— Start MATERIAL TO PROCESS —

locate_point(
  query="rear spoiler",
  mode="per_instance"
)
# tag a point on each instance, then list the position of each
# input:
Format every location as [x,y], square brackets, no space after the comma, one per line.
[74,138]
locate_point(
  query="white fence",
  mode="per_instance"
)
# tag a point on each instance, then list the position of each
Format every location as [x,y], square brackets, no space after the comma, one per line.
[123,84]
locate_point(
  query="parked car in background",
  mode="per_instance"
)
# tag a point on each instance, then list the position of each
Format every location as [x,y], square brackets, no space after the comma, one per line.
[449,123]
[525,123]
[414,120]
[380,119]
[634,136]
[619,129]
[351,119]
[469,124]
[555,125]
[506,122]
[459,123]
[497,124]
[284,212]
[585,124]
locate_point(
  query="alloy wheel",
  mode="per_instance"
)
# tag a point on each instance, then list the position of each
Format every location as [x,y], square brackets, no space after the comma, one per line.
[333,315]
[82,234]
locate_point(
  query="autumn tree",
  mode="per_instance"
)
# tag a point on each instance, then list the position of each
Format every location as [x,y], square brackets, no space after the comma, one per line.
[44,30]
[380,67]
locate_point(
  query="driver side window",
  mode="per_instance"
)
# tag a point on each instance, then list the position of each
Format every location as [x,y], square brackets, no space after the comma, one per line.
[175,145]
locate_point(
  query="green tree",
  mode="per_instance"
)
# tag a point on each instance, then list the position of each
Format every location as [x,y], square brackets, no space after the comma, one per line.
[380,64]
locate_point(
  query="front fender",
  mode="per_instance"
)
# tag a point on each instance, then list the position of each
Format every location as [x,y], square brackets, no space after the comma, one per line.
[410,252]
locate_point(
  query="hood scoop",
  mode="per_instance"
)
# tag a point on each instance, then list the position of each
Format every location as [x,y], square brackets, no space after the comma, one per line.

— End MATERIAL TO PROCESS —

◆ **TASK DETAILS**
Extract the listing in its entirety, matching it exactly.

◆ **EXPECTED OUTPUT**
locate_point(
  query="rear spoiler",
  mode="per_instance"
)
# tag a point on each instance, then list the position of each
# input:
Format every location as [x,y], square brackets, no space after the comma, one per line.
[74,138]
locate_point(
  query="white fence",
  mode="per_instance"
)
# tag a point on each instance, then list the position of each
Format every location as [x,y], square brackets, no space after the comma, one per line.
[123,84]
locate_point(
  query="parked car in background",
  mode="per_instance"
)
# tag a point on each instance, then list the position of each
Format every location as [x,y], square brackets, no space after the comma, one per line.
[449,123]
[525,123]
[414,120]
[380,119]
[634,136]
[619,129]
[351,119]
[469,124]
[555,125]
[506,122]
[459,123]
[497,124]
[284,212]
[585,124]
locate_point(
  query="alloy wheel",
  mode="per_instance"
)
# tag a point on each instance, then list the position of each
Format every location as [x,y], square brackets, no space after the comma, one per line.
[333,315]
[82,234]
locate_point(
  query="autumn tree",
  mode="per_instance"
)
# tag a point on each instance, then list the position of each
Format every location as [x,y], square brackets, no space after the comma, one per line.
[44,30]
[380,67]
locate_point(
  query="driver side window",
  mode="per_instance"
)
# tag a point on each instance, then list the position of each
Format every location as [x,y], square brackets, no space after the comma, one per line.
[175,145]
locate_point(
  query="green tree",
  mode="per_instance"
)
# tag a point on each instance, then list the position of each
Format every location as [x,y], square brackets, no space after the comma, one per line.
[380,64]
locate_point(
  query="front fender",
  mode="per_instance"
)
# tag a point on each instance, then list the position of each
Format every location as [x,y], square brackets, no space after the comma, one per line.
[410,252]
locate_point(
  query="hood scoop",
  mode="per_instance"
)
# tag a point on each instance, then list the position of each
Format every location as [x,y], square brackets, no space after the comma, one per line.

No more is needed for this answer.